→ **What the exercise asks**
Write out the lines of this listing from the line with "the red beak" to the line with "column 421, row 234", including both of those lines, and copy each one character for character.

:: Records shown ::

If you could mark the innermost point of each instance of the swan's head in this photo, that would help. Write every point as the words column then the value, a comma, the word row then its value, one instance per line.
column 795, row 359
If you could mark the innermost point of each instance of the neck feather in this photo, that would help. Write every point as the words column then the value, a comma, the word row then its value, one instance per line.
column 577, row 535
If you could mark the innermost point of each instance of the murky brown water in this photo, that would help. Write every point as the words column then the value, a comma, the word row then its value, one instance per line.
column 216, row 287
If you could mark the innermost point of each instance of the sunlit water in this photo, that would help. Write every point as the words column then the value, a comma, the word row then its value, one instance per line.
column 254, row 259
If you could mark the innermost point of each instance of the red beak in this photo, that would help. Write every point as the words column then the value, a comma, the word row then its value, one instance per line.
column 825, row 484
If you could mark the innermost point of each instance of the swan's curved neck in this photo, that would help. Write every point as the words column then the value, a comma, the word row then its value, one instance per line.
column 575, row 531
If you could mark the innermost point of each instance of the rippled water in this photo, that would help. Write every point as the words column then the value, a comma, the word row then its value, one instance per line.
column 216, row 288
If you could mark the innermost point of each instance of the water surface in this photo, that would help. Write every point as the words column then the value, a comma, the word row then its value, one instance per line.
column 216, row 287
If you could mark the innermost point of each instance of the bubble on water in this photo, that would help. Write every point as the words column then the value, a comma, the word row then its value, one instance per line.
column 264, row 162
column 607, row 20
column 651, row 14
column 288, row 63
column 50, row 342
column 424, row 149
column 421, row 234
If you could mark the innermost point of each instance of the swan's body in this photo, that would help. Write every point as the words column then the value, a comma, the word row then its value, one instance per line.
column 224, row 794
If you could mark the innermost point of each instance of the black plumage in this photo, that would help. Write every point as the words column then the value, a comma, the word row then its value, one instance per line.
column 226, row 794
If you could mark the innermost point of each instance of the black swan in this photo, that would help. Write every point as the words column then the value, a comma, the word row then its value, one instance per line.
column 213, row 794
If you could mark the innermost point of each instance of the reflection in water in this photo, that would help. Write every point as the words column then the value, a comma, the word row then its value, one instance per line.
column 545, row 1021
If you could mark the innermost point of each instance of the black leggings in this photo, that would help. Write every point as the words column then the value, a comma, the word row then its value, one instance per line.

:::

→ **Answer to this exercise**
If you could mark the innermost point of each instance of the red beak in this photo, that would help. Write every point as the words column then the value, a comma, the word row then its value, one instance per line.
column 825, row 484
If you could mark the innermost point of each instance of the swan's curved neck in this photo, that would help. Write every point as the words column then the value, a comma, the word row then its value, one instance per line.
column 575, row 531
If you could mark the innermost point of each instance of the rippled water in this photo, that would help. Write every point as the words column then the value, a comma, the word row then its value, one instance per line.
column 216, row 288
If you could mark the innermost point of each instance of the water surface in this photo, that would help. Write every point as the words column then the value, a comma, the word row then its value, one instance per line.
column 216, row 287
If you could mark the innermost point of each instance of the bubble on water in this photo, that would help. Write every point as the words column then the value, a comma, the word row then its value, one instance per line.
column 264, row 162
column 607, row 20
column 651, row 14
column 288, row 63
column 50, row 342
column 424, row 149
column 421, row 234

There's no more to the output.